Boundary labeling items:
#####
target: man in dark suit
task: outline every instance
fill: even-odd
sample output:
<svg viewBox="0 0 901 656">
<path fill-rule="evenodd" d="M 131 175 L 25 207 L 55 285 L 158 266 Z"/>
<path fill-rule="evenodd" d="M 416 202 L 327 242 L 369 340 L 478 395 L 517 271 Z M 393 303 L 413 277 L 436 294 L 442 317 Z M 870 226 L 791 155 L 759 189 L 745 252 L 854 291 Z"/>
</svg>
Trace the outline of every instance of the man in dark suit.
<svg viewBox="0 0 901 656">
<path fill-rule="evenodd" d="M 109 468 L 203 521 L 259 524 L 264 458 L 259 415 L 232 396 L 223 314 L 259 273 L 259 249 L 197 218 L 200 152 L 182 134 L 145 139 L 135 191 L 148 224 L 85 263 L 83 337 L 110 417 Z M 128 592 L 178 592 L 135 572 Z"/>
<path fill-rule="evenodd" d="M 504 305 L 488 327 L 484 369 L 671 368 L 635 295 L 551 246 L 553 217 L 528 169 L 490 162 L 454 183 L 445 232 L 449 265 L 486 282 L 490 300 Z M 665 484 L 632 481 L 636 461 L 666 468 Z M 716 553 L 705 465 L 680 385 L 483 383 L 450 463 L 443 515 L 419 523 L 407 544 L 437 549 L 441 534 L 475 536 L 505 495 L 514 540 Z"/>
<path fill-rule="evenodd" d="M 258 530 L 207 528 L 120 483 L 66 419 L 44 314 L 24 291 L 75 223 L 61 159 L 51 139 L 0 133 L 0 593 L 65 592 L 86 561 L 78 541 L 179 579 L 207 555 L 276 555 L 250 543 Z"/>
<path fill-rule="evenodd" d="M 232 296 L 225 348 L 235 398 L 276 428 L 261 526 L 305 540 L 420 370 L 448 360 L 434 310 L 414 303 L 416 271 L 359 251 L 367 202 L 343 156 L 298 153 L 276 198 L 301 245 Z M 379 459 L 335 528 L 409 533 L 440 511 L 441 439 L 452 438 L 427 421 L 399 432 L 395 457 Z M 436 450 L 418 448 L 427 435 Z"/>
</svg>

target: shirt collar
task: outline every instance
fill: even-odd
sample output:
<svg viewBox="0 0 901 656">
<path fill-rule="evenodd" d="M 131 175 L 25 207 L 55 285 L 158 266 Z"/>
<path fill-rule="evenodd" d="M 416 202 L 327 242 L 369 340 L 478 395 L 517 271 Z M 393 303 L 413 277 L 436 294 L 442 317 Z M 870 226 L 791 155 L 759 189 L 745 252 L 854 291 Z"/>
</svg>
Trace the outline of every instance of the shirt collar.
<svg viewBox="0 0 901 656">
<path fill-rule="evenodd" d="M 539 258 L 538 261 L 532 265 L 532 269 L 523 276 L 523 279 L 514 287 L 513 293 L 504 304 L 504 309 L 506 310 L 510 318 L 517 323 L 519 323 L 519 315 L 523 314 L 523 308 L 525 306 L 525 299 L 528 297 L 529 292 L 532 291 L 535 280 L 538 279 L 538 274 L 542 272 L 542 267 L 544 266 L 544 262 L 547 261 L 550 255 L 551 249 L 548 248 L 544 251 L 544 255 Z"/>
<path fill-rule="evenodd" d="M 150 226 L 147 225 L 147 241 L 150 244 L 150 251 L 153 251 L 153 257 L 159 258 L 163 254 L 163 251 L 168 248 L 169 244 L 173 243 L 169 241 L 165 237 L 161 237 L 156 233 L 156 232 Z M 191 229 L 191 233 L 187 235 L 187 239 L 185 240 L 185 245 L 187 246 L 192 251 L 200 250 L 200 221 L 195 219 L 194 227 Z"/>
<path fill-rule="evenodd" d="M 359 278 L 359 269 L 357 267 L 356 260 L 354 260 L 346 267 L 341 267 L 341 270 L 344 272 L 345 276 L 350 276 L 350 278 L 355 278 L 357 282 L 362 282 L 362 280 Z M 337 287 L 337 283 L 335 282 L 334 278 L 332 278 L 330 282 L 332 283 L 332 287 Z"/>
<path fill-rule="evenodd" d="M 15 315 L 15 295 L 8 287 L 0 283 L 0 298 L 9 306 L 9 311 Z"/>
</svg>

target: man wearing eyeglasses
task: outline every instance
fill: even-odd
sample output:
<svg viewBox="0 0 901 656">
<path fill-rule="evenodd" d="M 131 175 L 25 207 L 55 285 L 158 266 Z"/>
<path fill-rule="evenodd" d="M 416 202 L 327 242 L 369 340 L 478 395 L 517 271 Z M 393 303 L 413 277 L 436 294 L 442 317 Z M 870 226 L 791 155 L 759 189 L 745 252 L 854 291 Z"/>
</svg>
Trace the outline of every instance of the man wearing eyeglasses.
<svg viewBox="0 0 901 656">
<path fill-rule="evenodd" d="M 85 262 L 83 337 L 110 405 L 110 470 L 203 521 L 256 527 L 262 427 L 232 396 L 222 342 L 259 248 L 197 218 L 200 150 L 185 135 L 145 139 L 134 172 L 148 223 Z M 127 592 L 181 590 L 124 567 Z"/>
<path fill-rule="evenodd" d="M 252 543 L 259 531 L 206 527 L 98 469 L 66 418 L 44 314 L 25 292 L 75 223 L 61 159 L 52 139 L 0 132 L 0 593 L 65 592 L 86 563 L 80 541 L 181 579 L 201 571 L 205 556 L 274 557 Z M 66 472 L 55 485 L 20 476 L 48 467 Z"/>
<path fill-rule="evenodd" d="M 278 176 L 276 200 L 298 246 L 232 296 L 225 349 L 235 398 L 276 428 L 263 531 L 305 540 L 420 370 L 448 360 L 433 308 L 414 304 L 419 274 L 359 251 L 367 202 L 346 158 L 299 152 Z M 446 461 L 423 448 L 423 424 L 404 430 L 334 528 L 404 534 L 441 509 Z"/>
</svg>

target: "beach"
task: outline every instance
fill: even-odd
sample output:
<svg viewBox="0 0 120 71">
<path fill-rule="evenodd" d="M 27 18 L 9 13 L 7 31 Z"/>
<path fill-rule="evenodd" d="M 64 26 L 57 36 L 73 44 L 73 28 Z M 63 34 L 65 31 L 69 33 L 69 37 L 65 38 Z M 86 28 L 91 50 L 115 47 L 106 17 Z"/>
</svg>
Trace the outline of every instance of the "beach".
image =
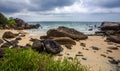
#####
**GIVEN EXERCISE:**
Lay out every line of the records above as a JSON list of strings, one string per line, with blank lines dropped. Leave the pictures out of the list.

**ANSWER TO THIS TASK:**
[
  "target: man in dark suit",
  "task: outline every instance",
  "fill: even-odd",
  "sample output:",
  "<svg viewBox=\"0 0 901 656\">",
  "<path fill-rule=\"evenodd\" d=\"M 131 175 L 25 207 L 55 285 L 158 266 Z\"/>",
  "<path fill-rule=\"evenodd\" d=\"M 416 202 L 327 242 L 369 340 L 478 395 L 517 271 Z M 393 303 L 413 277 L 436 294 L 442 317 Z M 870 226 L 791 155 L 759 189 L 745 252 L 854 291 Z\"/>",
  "</svg>",
  "Trace the outline of every instance of the man in dark suit.",
  "<svg viewBox=\"0 0 901 656\">",
  "<path fill-rule=\"evenodd\" d=\"M 109 468 L 203 521 L 259 524 L 264 458 L 259 415 L 232 396 L 223 314 L 259 273 L 259 249 L 197 218 L 200 152 L 182 134 L 145 139 L 135 191 L 148 224 L 85 263 L 83 337 L 110 417 Z M 128 592 L 178 592 L 135 572 Z\"/>",
  "<path fill-rule=\"evenodd\" d=\"M 504 305 L 488 327 L 484 369 L 671 368 L 635 295 L 551 246 L 553 217 L 528 169 L 490 162 L 454 183 L 445 232 L 449 265 L 486 282 L 490 300 Z M 665 484 L 632 481 L 636 461 L 666 468 Z M 716 553 L 705 465 L 680 385 L 483 383 L 450 463 L 443 515 L 419 523 L 407 544 L 437 549 L 441 534 L 475 536 L 505 495 L 514 540 Z\"/>",
  "<path fill-rule=\"evenodd\" d=\"M 258 530 L 207 528 L 120 483 L 66 419 L 44 314 L 24 291 L 75 223 L 61 159 L 51 139 L 0 133 L 0 593 L 65 592 L 86 561 L 78 541 L 179 579 L 207 555 L 276 555 L 250 543 Z\"/>",
  "<path fill-rule=\"evenodd\" d=\"M 232 296 L 225 348 L 235 398 L 276 428 L 261 526 L 305 540 L 420 370 L 448 360 L 434 310 L 414 303 L 416 271 L 359 251 L 367 202 L 343 156 L 298 153 L 276 198 L 301 245 Z M 379 459 L 335 528 L 409 533 L 440 511 L 441 439 L 452 438 L 427 421 L 399 432 L 395 457 Z M 436 450 L 418 448 L 427 435 Z\"/>",
  "</svg>",
  "target: shirt collar",
  "task: outline every instance",
  "fill: even-odd",
  "sample output:",
  "<svg viewBox=\"0 0 901 656\">",
  "<path fill-rule=\"evenodd\" d=\"M 131 175 L 25 207 L 55 285 L 158 266 Z\"/>",
  "<path fill-rule=\"evenodd\" d=\"M 416 202 L 327 242 L 369 340 L 478 395 L 517 271 Z M 393 303 L 413 277 L 436 294 L 442 317 Z M 870 226 L 791 155 L 759 189 L 745 252 L 854 291 Z\"/>",
  "</svg>",
  "Trace the outline of every instance of the shirt collar.",
  "<svg viewBox=\"0 0 901 656\">",
  "<path fill-rule=\"evenodd\" d=\"M 539 258 L 538 261 L 532 265 L 532 269 L 523 276 L 523 279 L 514 287 L 513 293 L 504 304 L 504 309 L 506 310 L 510 318 L 517 323 L 519 323 L 519 315 L 523 314 L 523 308 L 525 306 L 525 299 L 528 297 L 529 292 L 532 291 L 535 280 L 538 279 L 538 274 L 542 272 L 542 267 L 544 266 L 544 262 L 547 261 L 550 255 L 551 249 L 548 248 L 544 251 L 544 255 Z\"/>",
  "<path fill-rule=\"evenodd\" d=\"M 150 226 L 147 225 L 147 241 L 150 244 L 150 251 L 153 251 L 153 257 L 159 258 L 163 254 L 163 251 L 168 248 L 169 244 L 173 243 L 169 241 L 165 237 L 161 237 L 156 233 L 156 232 Z M 191 229 L 191 233 L 187 235 L 187 239 L 185 240 L 185 245 L 187 246 L 192 251 L 200 250 L 200 221 L 195 219 L 194 227 Z\"/>",
  "<path fill-rule=\"evenodd\" d=\"M 359 278 L 359 269 L 357 267 L 356 260 L 354 260 L 346 267 L 341 267 L 341 270 L 344 272 L 345 276 L 350 276 L 350 278 L 355 278 L 357 282 L 362 282 L 362 280 Z M 337 287 L 337 283 L 335 282 L 334 278 L 332 278 L 330 282 L 332 283 L 332 287 Z\"/>",
  "<path fill-rule=\"evenodd\" d=\"M 15 315 L 15 295 L 8 287 L 0 283 L 0 298 L 9 306 L 9 311 Z\"/>",
  "</svg>",
  "target: man wearing eyeglasses",
  "task: outline every instance",
  "fill: even-odd",
  "sample output:",
  "<svg viewBox=\"0 0 901 656\">",
  "<path fill-rule=\"evenodd\" d=\"M 131 175 L 25 207 L 55 285 L 158 266 Z\"/>",
  "<path fill-rule=\"evenodd\" d=\"M 416 202 L 327 242 L 369 340 L 478 395 L 517 271 Z M 393 303 L 413 277 L 436 294 L 442 317 Z M 870 226 L 791 155 L 759 189 L 745 252 L 854 291 Z\"/>",
  "</svg>",
  "Trace the outline of every instance of the man wearing eyeglasses.",
  "<svg viewBox=\"0 0 901 656\">",
  "<path fill-rule=\"evenodd\" d=\"M 85 262 L 83 337 L 110 405 L 110 470 L 203 521 L 256 527 L 262 427 L 232 396 L 222 342 L 259 248 L 197 218 L 200 150 L 185 135 L 145 139 L 134 172 L 148 223 Z M 127 592 L 181 590 L 124 567 Z\"/>",
  "<path fill-rule=\"evenodd\" d=\"M 252 543 L 259 531 L 206 527 L 98 469 L 66 418 L 44 314 L 25 292 L 75 223 L 61 159 L 52 139 L 0 132 L 0 593 L 65 592 L 86 563 L 80 541 L 181 579 L 201 571 L 205 556 L 274 557 Z M 66 472 L 55 485 L 20 476 L 48 467 Z\"/>",
  "<path fill-rule=\"evenodd\" d=\"M 278 176 L 276 200 L 298 246 L 232 296 L 225 349 L 235 398 L 276 428 L 263 531 L 305 540 L 420 370 L 448 360 L 433 308 L 414 304 L 419 274 L 359 251 L 367 202 L 346 158 L 299 152 Z M 446 461 L 423 448 L 423 424 L 404 430 L 334 528 L 404 534 L 441 509 Z\"/>",
  "</svg>",
  "target: \"beach\"",
  "task: outline every instance",
  "fill: even-odd",
  "sample output:",
  "<svg viewBox=\"0 0 120 71\">",
  "<path fill-rule=\"evenodd\" d=\"M 27 18 L 9 13 L 7 31 Z\"/>",
  "<path fill-rule=\"evenodd\" d=\"M 64 26 L 57 36 L 73 44 L 73 28 Z M 63 34 L 65 31 L 69 33 L 69 37 L 65 38 Z M 86 28 L 91 50 L 115 47 L 106 17 Z\"/>",
  "</svg>",
  "Trace the outline of every instance of the \"beach\".",
  "image ="
]